§ **DATA SHOWN**:
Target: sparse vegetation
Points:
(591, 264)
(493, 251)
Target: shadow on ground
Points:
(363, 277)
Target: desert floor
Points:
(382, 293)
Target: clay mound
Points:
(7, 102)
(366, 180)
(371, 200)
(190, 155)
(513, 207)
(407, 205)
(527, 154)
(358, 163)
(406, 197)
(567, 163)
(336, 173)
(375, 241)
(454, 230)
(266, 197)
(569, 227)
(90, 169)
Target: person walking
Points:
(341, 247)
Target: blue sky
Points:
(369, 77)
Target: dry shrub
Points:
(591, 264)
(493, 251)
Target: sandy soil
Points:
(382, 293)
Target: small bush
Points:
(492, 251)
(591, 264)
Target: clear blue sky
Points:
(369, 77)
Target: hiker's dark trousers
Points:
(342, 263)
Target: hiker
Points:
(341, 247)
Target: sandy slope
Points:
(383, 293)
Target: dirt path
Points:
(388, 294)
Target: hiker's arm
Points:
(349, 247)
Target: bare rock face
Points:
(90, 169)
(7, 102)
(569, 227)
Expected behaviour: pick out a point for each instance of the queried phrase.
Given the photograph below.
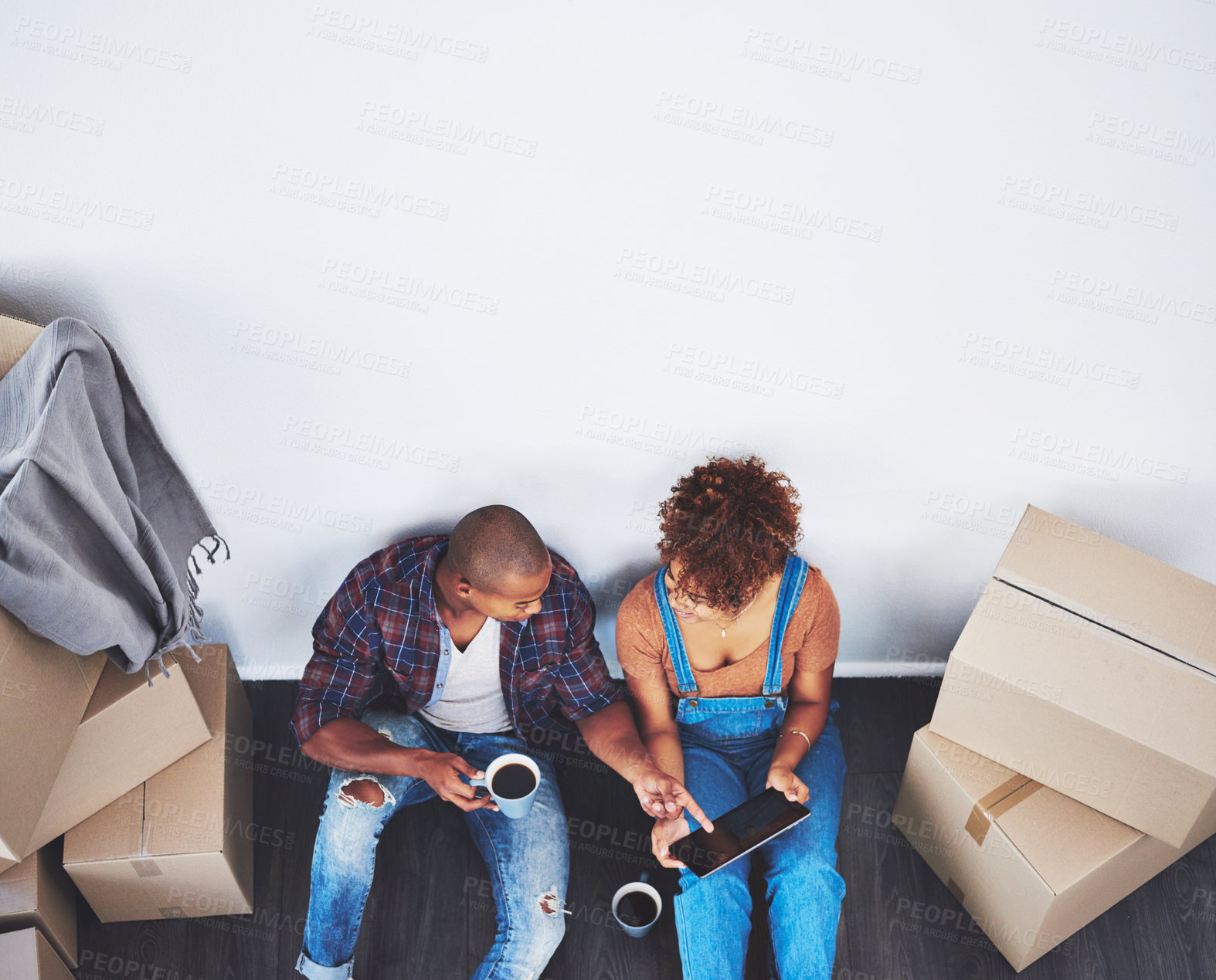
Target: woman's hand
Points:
(783, 780)
(667, 831)
(664, 797)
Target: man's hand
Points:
(664, 797)
(667, 832)
(442, 771)
(783, 780)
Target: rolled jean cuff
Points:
(317, 972)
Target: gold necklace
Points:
(739, 613)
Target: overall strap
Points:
(793, 578)
(684, 681)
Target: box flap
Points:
(39, 893)
(16, 336)
(185, 804)
(28, 956)
(114, 832)
(1050, 654)
(1114, 585)
(1061, 839)
(131, 731)
(44, 691)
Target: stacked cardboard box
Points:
(25, 955)
(37, 894)
(180, 844)
(78, 734)
(1072, 754)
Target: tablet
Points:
(739, 831)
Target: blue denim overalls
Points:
(728, 749)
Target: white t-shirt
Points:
(472, 696)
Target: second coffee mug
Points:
(512, 781)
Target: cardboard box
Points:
(16, 336)
(129, 732)
(39, 893)
(180, 844)
(28, 956)
(1031, 866)
(44, 691)
(1090, 666)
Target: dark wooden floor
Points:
(430, 916)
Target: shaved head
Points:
(493, 544)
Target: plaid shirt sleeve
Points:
(342, 674)
(583, 683)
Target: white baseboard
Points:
(843, 669)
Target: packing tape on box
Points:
(1001, 800)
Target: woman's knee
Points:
(807, 873)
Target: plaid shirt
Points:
(376, 645)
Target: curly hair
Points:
(732, 524)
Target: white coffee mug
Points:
(517, 808)
(641, 888)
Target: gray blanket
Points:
(97, 525)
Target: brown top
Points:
(810, 643)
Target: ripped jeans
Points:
(528, 860)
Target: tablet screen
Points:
(739, 831)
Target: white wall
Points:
(970, 271)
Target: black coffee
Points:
(636, 908)
(514, 782)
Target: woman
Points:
(742, 634)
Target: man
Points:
(434, 656)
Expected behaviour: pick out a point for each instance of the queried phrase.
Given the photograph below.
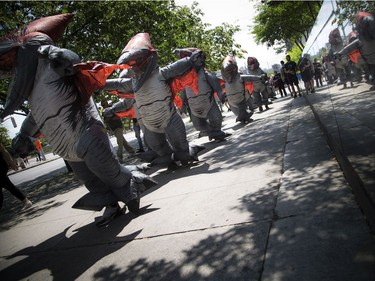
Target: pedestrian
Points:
(318, 73)
(291, 74)
(260, 92)
(114, 123)
(279, 83)
(6, 162)
(365, 43)
(284, 76)
(307, 74)
(341, 63)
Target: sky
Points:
(237, 12)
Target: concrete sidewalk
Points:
(270, 203)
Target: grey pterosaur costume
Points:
(204, 111)
(238, 96)
(341, 64)
(365, 43)
(163, 128)
(260, 92)
(44, 74)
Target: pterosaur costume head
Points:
(366, 25)
(229, 69)
(44, 31)
(141, 56)
(334, 37)
(187, 52)
(252, 63)
(353, 36)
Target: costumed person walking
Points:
(260, 91)
(341, 63)
(115, 124)
(238, 88)
(63, 111)
(6, 162)
(163, 128)
(205, 113)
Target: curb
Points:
(355, 182)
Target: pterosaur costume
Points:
(365, 43)
(45, 75)
(163, 128)
(260, 91)
(205, 113)
(341, 64)
(238, 88)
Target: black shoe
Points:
(133, 206)
(110, 213)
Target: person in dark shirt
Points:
(318, 73)
(291, 75)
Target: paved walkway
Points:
(270, 203)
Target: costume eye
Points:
(132, 63)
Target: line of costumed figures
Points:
(59, 89)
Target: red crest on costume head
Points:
(185, 52)
(361, 15)
(229, 60)
(252, 60)
(334, 37)
(139, 41)
(51, 28)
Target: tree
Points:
(346, 10)
(282, 24)
(100, 30)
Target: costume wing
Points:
(93, 75)
(249, 86)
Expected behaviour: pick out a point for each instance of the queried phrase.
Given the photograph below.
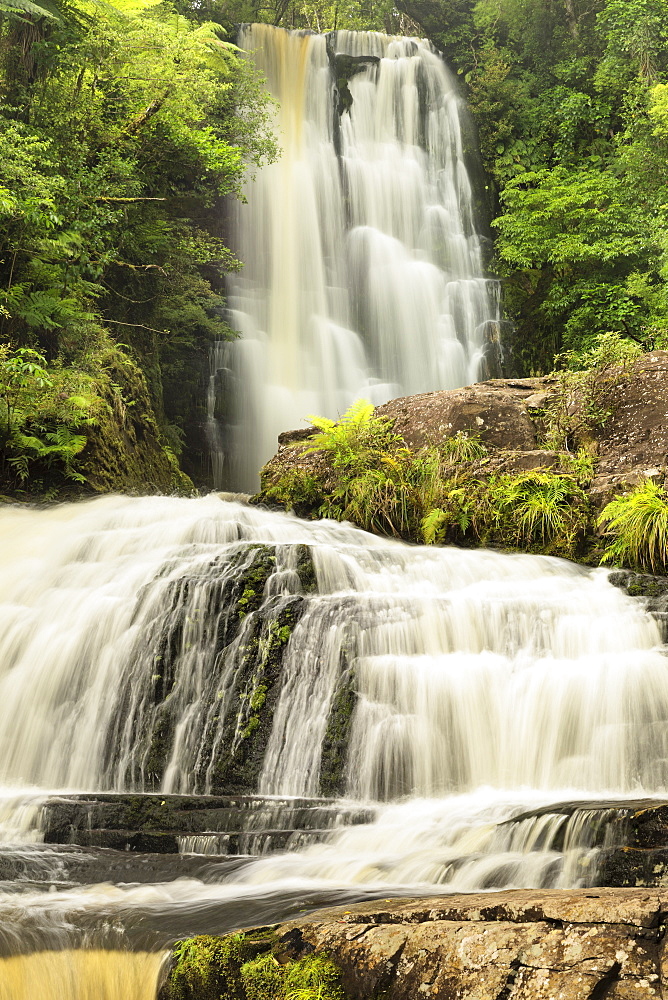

§ **BRIEF**: Extract every line from the rows above that contains the word "floor".

§ **ANSWER FOR THIS EXERCISE**:
Target: desert floor
Target: dark wooden floor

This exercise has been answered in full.